THE PROBLEM:
Collect each line in the records below that contains the string "wheel" and copy it whole. The match is case-sensitive.

INFORMATION SUPPLIED:
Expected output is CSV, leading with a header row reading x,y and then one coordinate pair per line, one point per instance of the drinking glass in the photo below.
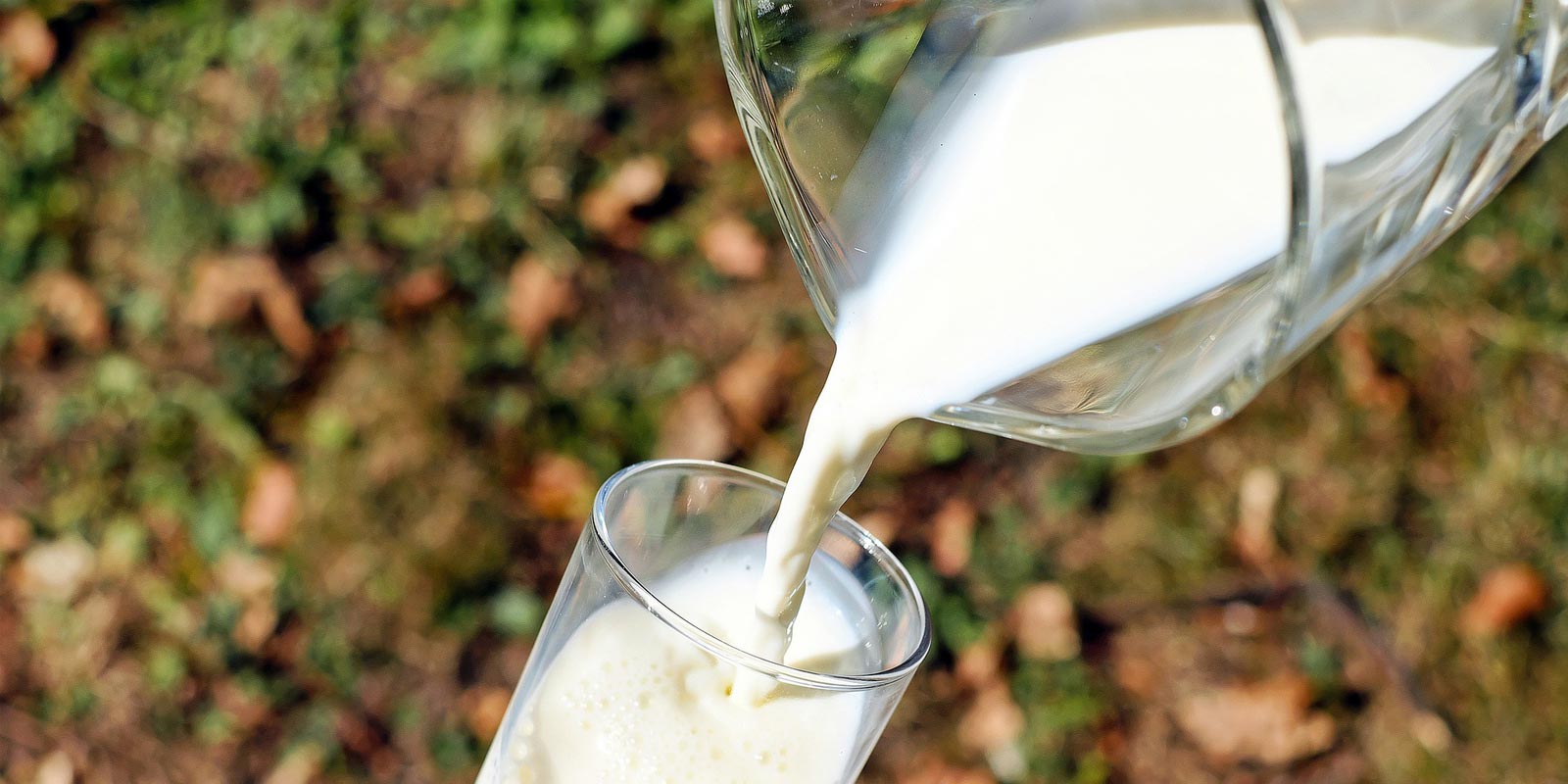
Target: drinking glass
x,y
835,98
655,519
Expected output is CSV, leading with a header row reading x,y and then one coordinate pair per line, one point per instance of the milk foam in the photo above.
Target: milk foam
x,y
631,700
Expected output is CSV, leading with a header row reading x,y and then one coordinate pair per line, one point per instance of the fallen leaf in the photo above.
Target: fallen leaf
x,y
1267,721
608,209
880,524
483,710
245,576
73,306
271,504
256,626
979,665
55,569
247,710
715,137
30,347
15,532
55,768
734,248
1045,624
419,290
752,388
561,488
992,721
300,765
537,297
953,537
226,287
1254,537
932,768
695,427
25,43
640,179
1507,596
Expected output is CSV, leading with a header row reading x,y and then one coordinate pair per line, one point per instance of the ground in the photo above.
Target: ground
x,y
320,321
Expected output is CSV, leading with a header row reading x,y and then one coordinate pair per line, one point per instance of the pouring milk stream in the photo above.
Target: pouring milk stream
x,y
1206,193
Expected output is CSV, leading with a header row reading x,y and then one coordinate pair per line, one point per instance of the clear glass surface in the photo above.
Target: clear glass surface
x,y
835,98
656,521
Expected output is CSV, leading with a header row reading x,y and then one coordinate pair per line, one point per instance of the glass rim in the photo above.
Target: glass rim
x,y
736,656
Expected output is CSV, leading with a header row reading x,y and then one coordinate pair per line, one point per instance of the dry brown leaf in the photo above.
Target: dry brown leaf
x,y
226,287
419,290
15,532
25,43
882,524
932,768
715,137
245,576
979,665
1269,721
1507,596
734,248
1045,624
695,427
483,708
55,768
73,306
640,179
752,388
271,504
953,537
30,347
55,569
993,720
608,209
1254,537
561,488
256,626
537,297
300,765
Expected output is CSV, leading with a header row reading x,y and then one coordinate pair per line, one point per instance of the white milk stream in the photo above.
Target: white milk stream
x,y
1003,256
998,261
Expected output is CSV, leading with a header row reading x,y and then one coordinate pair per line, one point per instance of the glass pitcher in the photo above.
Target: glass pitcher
x,y
1390,122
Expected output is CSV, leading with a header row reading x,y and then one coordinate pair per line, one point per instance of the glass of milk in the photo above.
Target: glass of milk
x,y
634,670
1104,224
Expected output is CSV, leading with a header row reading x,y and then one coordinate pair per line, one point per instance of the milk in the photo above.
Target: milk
x,y
631,700
1082,188
1079,190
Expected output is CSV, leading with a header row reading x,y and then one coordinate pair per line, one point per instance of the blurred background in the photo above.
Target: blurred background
x,y
321,320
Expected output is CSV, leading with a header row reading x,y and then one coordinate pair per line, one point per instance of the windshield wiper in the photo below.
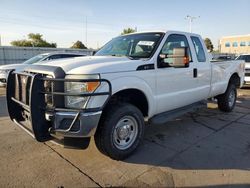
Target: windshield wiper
x,y
117,55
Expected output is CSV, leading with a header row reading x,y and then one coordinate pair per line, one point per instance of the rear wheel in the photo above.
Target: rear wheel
x,y
120,131
226,101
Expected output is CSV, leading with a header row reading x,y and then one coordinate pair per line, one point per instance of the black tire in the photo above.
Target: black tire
x,y
107,129
226,101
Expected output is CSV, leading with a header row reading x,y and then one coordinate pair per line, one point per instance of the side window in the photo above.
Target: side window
x,y
175,41
248,58
201,57
54,57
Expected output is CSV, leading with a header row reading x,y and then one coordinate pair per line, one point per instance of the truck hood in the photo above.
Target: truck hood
x,y
12,66
95,64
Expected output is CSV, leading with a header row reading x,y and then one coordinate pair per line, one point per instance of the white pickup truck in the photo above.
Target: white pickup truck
x,y
148,75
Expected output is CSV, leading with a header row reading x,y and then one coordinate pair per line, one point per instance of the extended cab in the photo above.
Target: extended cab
x,y
246,58
149,75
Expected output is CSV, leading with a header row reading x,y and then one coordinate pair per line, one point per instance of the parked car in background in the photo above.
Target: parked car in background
x,y
5,69
223,57
246,58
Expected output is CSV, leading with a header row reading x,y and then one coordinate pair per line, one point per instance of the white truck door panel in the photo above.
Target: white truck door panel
x,y
203,69
175,86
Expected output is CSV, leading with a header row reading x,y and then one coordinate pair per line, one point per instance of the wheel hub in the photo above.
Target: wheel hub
x,y
125,132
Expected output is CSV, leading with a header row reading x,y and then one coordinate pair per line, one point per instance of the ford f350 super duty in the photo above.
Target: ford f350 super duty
x,y
147,75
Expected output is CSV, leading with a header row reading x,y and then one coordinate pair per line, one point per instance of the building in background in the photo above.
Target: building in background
x,y
235,44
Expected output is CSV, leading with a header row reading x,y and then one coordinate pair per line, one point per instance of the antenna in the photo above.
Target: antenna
x,y
191,19
86,31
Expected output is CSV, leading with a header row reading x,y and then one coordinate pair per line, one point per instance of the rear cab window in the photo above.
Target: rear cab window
x,y
175,41
199,50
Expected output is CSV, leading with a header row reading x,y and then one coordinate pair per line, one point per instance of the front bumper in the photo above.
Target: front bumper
x,y
85,125
27,106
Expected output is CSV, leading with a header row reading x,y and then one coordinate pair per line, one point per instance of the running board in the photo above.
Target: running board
x,y
170,115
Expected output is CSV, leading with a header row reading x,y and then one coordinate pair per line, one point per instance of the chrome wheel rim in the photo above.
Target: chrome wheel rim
x,y
125,132
231,98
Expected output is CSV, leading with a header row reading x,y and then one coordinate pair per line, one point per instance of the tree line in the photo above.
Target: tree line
x,y
36,40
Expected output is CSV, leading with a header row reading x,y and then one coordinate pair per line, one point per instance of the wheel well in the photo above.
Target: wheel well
x,y
132,96
235,79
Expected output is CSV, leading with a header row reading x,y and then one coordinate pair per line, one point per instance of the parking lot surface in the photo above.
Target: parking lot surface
x,y
199,149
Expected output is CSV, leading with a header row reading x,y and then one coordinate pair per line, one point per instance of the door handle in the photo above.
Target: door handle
x,y
195,72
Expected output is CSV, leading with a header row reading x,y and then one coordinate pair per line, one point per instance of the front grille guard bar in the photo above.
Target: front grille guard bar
x,y
37,106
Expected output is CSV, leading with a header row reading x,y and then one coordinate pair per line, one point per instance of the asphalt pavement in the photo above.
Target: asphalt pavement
x,y
205,148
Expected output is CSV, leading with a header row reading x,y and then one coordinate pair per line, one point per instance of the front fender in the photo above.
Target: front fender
x,y
123,83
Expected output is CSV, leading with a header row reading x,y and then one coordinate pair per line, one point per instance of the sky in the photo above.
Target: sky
x,y
96,22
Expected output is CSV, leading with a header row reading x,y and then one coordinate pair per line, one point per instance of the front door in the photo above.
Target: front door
x,y
175,86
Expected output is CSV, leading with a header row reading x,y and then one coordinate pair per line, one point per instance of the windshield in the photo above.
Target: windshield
x,y
34,59
135,45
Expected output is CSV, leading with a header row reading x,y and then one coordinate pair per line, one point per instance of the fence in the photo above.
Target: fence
x,y
10,54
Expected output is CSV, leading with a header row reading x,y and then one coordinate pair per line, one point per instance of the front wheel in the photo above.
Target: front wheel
x,y
120,131
226,101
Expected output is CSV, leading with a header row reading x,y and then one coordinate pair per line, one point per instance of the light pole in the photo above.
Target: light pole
x,y
191,19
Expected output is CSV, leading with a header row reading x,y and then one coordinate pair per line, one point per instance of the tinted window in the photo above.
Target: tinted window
x,y
235,44
34,59
58,56
70,55
175,41
242,43
140,45
201,57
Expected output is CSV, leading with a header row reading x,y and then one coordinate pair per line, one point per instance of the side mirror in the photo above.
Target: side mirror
x,y
179,59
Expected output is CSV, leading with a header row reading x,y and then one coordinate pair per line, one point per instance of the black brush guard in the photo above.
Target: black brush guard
x,y
27,105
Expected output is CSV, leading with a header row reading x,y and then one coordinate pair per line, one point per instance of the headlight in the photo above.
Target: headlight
x,y
5,71
79,87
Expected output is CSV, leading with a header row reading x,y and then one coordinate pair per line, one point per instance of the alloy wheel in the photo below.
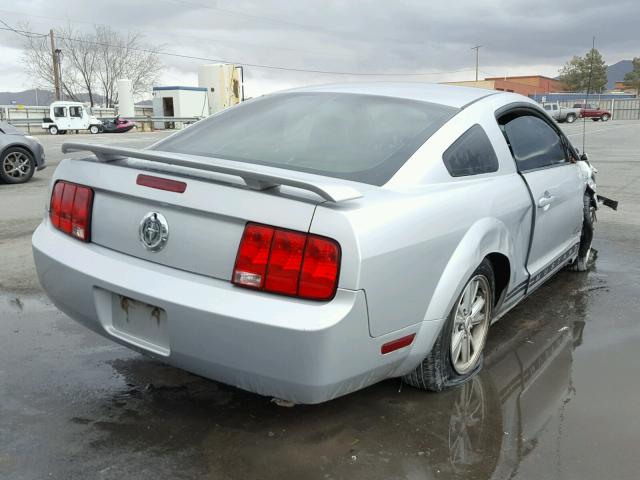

WRITTEN RESPONSE:
Expected output is CSV, leading with a header row reading x,y and then one coordinate pair per line, one point per instance of the rear wheel in the photo above.
Target: rear wheel
Expected output is CSV, leading with a header row reading x,y and then one coordinate pair per line, one point per instance of the wheel hub in the photo above.
Target: wheel hub
Expected output is CSV, leading with a header row reading x,y and then one coordinate pair per line, one point per instance of the chrome wheel rim in the photo above.
Target: chrome wheel rim
Expected output is CSV, leading with a header row reading x,y and then one coordinate pair per line, one point per instance of the wheel well in the photo above.
Target: wheel well
Expected output is CSV, leading with a header row reading x,y and then one coordinate pair per line, one point per instance of the front wheel in the photo above.
Target: front wheel
Expected output is CSV, leading with a header row reading x,y and then one coordinate pair per line, one point per instance of the alloy wheel in the photo below.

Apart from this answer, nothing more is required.